When the first episode of iZombie opens Liv Moore is a perky, successful junior doctor planning her wedding. It only takes until the title sequence, though, and she’s single and spending all her time alone, doing nothing, except for when she’s at her dead-end job in the morgue. Liv Moore is a graduate without a future (she’s also been bitten by a zombie). This closed-down, anhedonic, listlessness seems like a characteristically millennial experience – as opposed to the stereotypical rebelliousness of baby bombers, or the ironic, detached disaffection of generation X (the enforced “flexibility” which comes from Liv taking on aspects of the personalities of the murder victims whose brains she eats is another dramatization of a quintessentially millennial experience). I like the show for its portrayal of this millennial position, and more for its sympathy to it, in particular its concern to defend millennial anhedonia against the passion of edgy, soi-dissant countercultural, “cool.”

**Records provided:**

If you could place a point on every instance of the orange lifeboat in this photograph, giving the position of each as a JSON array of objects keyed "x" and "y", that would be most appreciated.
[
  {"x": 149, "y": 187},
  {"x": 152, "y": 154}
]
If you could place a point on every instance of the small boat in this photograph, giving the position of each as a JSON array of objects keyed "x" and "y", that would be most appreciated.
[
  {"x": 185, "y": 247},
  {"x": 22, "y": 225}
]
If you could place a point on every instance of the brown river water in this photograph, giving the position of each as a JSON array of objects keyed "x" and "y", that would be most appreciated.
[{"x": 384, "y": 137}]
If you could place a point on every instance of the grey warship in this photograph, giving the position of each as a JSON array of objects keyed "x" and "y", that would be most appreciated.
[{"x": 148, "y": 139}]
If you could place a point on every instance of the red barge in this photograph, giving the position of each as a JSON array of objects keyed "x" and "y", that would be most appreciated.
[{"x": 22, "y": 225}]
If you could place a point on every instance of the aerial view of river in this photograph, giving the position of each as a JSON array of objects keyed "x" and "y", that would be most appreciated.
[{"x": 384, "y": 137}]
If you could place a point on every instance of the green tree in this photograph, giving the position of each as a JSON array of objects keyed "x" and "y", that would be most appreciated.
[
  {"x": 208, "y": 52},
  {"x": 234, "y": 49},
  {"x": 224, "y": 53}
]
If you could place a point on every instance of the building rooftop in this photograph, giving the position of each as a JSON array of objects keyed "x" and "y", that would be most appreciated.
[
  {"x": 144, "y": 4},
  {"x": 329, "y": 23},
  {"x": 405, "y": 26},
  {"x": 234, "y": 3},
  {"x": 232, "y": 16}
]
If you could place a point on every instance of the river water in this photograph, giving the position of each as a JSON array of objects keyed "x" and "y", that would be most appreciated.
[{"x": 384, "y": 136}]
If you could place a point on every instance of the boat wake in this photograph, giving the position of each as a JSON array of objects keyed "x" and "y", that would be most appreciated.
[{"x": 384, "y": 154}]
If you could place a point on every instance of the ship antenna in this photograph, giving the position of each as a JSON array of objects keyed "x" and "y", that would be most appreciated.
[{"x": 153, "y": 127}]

**Task item:** Copy out the passage about iZombie above in full, word for word and with its original punctuation.

**Response to this exercise:**
When the first episode of iZombie opens Liv Moore is a perky, successful junior doctor planning her wedding. It only takes until the title sequence, though, and she’s single and spending all her time alone, doing nothing, except for when she’s at her dead-end job in the morgue. Liv Moore is a graduate without a future (she’s also been bitten by a zombie). This closed-down, anhedonic, listlessness seems like a characteristically millennial experience – as opposed to the stereotypical rebelliousness of baby bombers, or the ironic, detached disaffection of generation X (the enforced “flexibility” which comes from Liv taking on aspects of the personalities of the murder victims whose brains she eats is another dramatization of a quintessentially millennial experience). I like the show for its portrayal of this millennial position, and more for its sympathy to it, in particular its concern to defend millennial anhedonia against the passion of edgy, soi-dissant countercultural, “cool.”